Down to the last line, output the records below exactly.

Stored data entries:
#####

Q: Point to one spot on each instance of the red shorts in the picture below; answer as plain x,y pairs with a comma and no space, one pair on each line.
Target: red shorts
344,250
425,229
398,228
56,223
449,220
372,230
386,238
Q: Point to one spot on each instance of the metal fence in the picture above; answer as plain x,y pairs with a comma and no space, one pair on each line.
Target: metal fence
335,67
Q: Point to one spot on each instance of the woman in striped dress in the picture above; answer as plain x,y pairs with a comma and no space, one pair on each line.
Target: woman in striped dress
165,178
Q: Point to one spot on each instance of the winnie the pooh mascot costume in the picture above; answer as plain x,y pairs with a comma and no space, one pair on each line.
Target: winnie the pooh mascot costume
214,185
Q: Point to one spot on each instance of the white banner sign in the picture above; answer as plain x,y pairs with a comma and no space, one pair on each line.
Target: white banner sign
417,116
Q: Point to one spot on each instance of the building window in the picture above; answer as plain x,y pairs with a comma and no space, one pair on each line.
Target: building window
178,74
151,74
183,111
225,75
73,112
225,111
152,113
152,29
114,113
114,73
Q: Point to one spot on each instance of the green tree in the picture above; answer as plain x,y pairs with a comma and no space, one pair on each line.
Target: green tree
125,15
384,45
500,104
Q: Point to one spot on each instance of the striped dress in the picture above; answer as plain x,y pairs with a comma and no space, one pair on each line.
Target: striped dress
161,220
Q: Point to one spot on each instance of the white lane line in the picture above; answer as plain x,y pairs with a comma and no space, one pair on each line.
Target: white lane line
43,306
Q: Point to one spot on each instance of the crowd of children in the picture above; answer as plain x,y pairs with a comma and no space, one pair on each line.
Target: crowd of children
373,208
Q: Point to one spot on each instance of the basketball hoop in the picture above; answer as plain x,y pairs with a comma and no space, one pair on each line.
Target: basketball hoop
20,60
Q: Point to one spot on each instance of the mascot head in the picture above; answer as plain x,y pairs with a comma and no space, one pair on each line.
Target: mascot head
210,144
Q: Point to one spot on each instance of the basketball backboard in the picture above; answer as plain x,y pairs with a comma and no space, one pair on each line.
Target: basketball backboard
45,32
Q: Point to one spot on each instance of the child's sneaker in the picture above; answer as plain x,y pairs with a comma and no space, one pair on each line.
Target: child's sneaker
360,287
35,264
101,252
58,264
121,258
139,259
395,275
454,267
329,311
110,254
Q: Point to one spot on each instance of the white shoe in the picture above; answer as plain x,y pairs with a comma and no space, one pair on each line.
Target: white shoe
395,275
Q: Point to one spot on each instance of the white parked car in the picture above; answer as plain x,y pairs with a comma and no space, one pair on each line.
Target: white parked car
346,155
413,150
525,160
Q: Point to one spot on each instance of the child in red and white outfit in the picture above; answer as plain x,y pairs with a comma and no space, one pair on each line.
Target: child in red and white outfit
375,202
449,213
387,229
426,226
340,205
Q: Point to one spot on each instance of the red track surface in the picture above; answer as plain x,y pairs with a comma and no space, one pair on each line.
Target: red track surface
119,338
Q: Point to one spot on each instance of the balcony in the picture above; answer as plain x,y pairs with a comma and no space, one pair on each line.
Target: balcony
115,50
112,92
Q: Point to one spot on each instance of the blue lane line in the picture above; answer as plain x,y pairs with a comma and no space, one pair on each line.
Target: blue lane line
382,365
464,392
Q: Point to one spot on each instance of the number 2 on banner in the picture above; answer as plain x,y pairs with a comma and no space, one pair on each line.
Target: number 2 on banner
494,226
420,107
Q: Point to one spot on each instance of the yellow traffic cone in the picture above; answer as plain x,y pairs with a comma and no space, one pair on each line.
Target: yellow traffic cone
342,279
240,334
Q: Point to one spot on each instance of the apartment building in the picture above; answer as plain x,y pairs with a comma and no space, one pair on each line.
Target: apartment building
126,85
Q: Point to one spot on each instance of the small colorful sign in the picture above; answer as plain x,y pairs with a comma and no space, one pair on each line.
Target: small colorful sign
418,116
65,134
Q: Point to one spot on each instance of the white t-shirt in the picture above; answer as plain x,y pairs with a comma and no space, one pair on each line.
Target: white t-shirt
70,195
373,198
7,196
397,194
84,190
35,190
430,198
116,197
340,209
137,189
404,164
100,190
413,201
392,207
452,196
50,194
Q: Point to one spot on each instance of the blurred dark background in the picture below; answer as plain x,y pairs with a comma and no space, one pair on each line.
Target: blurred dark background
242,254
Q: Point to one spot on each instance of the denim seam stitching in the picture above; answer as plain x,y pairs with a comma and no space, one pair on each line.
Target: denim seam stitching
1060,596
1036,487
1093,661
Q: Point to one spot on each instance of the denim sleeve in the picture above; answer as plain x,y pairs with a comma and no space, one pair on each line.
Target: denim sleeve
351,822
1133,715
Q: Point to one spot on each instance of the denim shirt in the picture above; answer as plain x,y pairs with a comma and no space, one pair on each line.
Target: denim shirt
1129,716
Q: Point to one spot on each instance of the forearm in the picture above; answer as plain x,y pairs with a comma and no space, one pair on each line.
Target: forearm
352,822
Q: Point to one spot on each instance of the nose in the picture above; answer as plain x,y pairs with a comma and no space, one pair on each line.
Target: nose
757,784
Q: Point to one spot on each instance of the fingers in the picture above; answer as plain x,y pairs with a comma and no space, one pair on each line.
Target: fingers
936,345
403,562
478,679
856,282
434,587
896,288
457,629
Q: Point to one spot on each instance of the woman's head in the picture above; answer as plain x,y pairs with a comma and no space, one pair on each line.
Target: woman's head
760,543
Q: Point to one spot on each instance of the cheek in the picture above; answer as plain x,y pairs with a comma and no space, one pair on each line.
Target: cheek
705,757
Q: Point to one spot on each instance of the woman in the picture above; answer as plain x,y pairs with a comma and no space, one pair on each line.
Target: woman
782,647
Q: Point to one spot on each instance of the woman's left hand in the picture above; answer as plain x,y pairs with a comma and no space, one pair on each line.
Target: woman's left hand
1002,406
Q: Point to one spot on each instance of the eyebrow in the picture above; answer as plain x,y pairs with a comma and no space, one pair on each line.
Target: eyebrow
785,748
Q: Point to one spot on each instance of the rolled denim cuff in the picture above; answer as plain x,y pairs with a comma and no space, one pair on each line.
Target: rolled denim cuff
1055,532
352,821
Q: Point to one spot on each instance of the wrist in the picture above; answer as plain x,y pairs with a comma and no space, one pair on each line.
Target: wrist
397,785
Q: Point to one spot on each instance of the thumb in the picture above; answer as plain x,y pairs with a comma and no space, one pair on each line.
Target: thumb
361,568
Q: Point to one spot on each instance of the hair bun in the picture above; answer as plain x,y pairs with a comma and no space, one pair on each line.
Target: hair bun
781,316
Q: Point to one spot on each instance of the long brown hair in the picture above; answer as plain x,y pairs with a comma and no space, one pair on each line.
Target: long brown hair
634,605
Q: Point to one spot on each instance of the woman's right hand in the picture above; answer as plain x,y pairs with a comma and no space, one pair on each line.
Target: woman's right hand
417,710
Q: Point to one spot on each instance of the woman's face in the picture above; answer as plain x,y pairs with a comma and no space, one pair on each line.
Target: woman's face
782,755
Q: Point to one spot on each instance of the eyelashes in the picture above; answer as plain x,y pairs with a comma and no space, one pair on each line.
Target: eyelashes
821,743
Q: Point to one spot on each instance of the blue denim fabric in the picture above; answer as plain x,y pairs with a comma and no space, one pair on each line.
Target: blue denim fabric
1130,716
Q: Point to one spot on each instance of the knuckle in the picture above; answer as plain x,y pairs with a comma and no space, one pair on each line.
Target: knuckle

#####

**Solution for this problem**
Q: Point to one spot on each instance of the red shorts in the picture below; answer as plain x,y pairs with a comma and no space, one pair on each line.
Target: red shorts
344,250
425,229
398,228
56,223
449,220
372,230
386,238
Q: Point to one spot on each instance of the metal fence in the picture above; answer as plain x,y pairs with a comma and no space, one pair on each line.
Target: metal fence
335,67
Q: Point to one spot on each instance of the woman in striped dress in the picture above; answer as plain x,y pairs with a comma and no space, one pair on each line.
Target: woman in striped dress
165,178
Q: Point to one spot on each instance of the winnie the pooh mascot costume in the picture above; answer as plain x,y pairs with a comma and no space, one pair on each line.
Target: winnie the pooh mascot costume
214,185
Q: Point to one spot on each instance of the white banner sign in the picture above; answer as plain x,y pairs with a comma and no space, one pair on each line.
Target: white banner sign
417,116
Q: Point to one spot on each instance of the building window in the picture above; answer as plain x,y pairs with a comma and no space, one pair on each line.
Target: building window
178,74
151,74
183,111
225,75
73,112
225,111
152,113
152,29
114,113
114,73
Q: Point to one spot on each instance of the green tree in the picture above; answer as plain x,y pairs with a comma and no space, one pair on each line.
Target: green tree
125,15
384,45
500,104
Q: Point to one spot on each instance of the striped dress in the picture above; answer as plain x,y pairs with a comma and no space, one pair on each line.
Target: striped dress
161,220
Q: Point to one spot on each instance of the white lane line in the picture above; answer as plain x,y pairs with a comma and no space, one pair on each line.
Target: white lane line
43,306
Q: Point to one spot on each instance of the crowd of children in the picture above; answer as plain x,y pairs with a comma and no space, one pair on each line.
Target: crowd of children
373,208
Q: Point to one spot on each instance of the basketball hoop in the picture above; answer as plain x,y pairs with a comma and no space, one pair on each line.
Target: basketball hoop
20,60
Q: Point to one spot on each instance of the mascot head in the picture above; answer as plain x,y pairs with a comma and no space, one pair on each line.
Target: mascot head
210,144
Q: Point to one spot on each instance of the basketball backboard in the picture above; answer as plain x,y pairs with a comma and no space, one pair on each line.
Target: basketball backboard
45,32
Q: Point to one spot on each instance of the child's sneaker in the picture above; answer as plain x,y pairs with a comma and no space, one pair on each line.
Target: child's sneaker
360,287
35,264
101,252
58,264
121,258
139,259
395,275
454,267
329,311
110,254
Q: Point to one spot on each instance of the white shoe in the picture above; answer as plain x,y pairs with a comma and no space, one pair on each line.
Target: white shoe
395,275
Q: Point to one spot on each instance of the white parked car in the picture above; answer as plain x,y pairs with a comma and no space, one pair on each line.
Target: white parked car
346,155
413,150
525,160
Q: Point to one spot on each instance of the child in red and white outfit in the picture above; answer as plain x,y pairs with a comma and no space, one pair on each line.
Target: child in red and white outfit
375,202
449,213
387,229
426,226
340,205
Q: Point to one spot on each instance of the red track surface in the picture above; answer as plain x,y pairs with a comma and no space, one pair on each line.
Target: red track surface
119,338
Q: Point to one spot on each instance of the balcony in the picture above; answer as plain x,y pairs with a comma and no space, one pair on each line.
Target: balcony
115,50
112,92
Q: Point to one spot on each instance of the blue lane line in the picture above; answer as plain x,y pairs with a comma and no space, one pair on each line.
Target: blue lane line
382,365
464,392
Q: Point to one spot on each instance of the number 2 on banner in the picture above; answer as plain x,y pairs with a comma and no space, one pair on each line.
Target: number 2 on banner
494,226
420,107
Q: Point to one spot on each instance of the yellow traffic cone in the picture above; answer as plain x,y pairs with a comma and no space, one pair on each line.
Target: yellow traffic cone
342,279
240,334
Q: Point to one spot on each instance of the apartment building in the picture above; answer as plain x,y pairs with a comma and no space, one pair on each line.
Target: apartment building
126,85
Q: Point to one spot on each instance of the small colorful sign in the picture above; answer as plain x,y pairs with a comma and no space, one pair on each line.
Target: small colorful sign
418,116
65,134
Q: Point to one spot on each instance of the white t-shirt in the picture above; answer as plain x,y pairs with a comma and no space, one pair on each line.
Target: white t-shirt
70,195
373,198
7,196
397,194
84,190
35,190
430,198
116,197
340,209
137,189
404,164
100,190
413,201
392,207
452,196
50,194
Q: Point to one spot on each instance of the blurred dark background in the picture below; answer as plain x,y pairs with a comma and no space, one pair on each line.
Target: blurred dark background
242,254
Q: Point to one spot on each instance of the denim seam stitching in the picture above; answer as plain x,y pairs with a comma and no space, one pair on each line.
Target: denim seam stitching
1060,596
1036,487
1093,661
Q: Point to one spot on each instance of the denim sleeve in the picture above; answer as plain x,y pairs with a comma and no space, one pair on each line.
Target: denim sleeve
351,822
1133,715
Q: Point to one spot on each instance of the denim shirt in the picture above; answer as plain x,y pairs with a comma and no space, one pair on each line.
Target: denim shirt
1129,716
Q: Point to one spot on each instance of the forearm in the picture above; answer as plain x,y pairs with a comma and no space, one pair on each line.
Target: forearm
352,822
Q: Point to one spot on each instance of the nose in the picture above; answer as plain x,y pairs with a comma and no space, one pair on each line.
Target: nose
757,784
Q: Point to one spot on each instance of the fingers in the picture above; answer as plain x,y pairs with a comma and no space, one pair on each line.
Target: fingers
936,345
403,562
478,679
856,282
434,587
896,288
457,629
Q: Point to one spot on each instance of the woman's head in the picture above; answer as plain x,y pairs with a comma and no space, one pair on each line.
Target: woman's head
760,543
Q: Point to one spot on each instance of the cheek in the picture above; answer as plain x,y pairs with a comma and no space, one pair on each line.
Target: cheek
705,757
Q: Point to one spot on each instance of the woman in the picture above; answer as plain x,y pairs with a comma and no space, one pair on each line.
Target: woman
782,647
Q: Point to one spot on each instance of the woman's left hand in the picture above; answer as plain x,y pairs with a comma and no space, one pair on each line.
Target: woman's left hand
1002,406
Q: Point to one spot on each instance of the eyebrow in the picture above; answer as plain x,y pairs with a comma and no space, one pair on each line.
Target: eyebrow
785,748
Q: Point to one spot on each instance of the rolled denim cuff in the picture above; answer as plain x,y pairs with a comma and no space, one pair on each line.
Target: rolled denim cuff
1055,532
352,821
Q: Point to one spot on each instance of the wrist in the picture above; answer as plain x,y pairs with a comma and no space, one pair on each line.
Target: wrist
397,785
Q: Point to one spot on each instance of the thumb in the picture above; answer as plain x,y pairs with a comma and no space, one pair on each line.
Target: thumb
361,568
Q: Point to one spot on each instance of the hair bun in the picture above; answer as plain x,y pairs with a comma and no space, one pair on each line.
Target: hair bun
781,316
Q: Point to one spot on each instance of the long brown hair in the picture above; answer as plain x,y pairs with a comma and no space, one pair on each line.
Target: long brown hair
634,605
Q: Point to one spot on each instance of the woman's right hand in the picture above; answer as plain x,y pairs with a comma and no space, one pair on each line.
Target: woman's right hand
417,710
Q: Point to one spot on each instance of the woman's face in the picture above; answer as plain x,y pairs with a comma and no space, one pair on each line.
Target: woman's face
782,755
Q: Point to one spot on each instance of the eyelashes in the picture above; answer as plain x,y pairs with a comma and no space, one pair on each line.
Target: eyelashes
821,743
Q: Point to one spot on each instance of the blue denim fabric in the picture above; answer as plain x,y pairs with a comma and no space, one pair on each line.
Target: blue denim fabric
1130,716
Q: Point to one spot on each instance of the knuckle in the picture above; answer as plain x,y pairs with a comma and no space, one pair on each line.
Target: knuckle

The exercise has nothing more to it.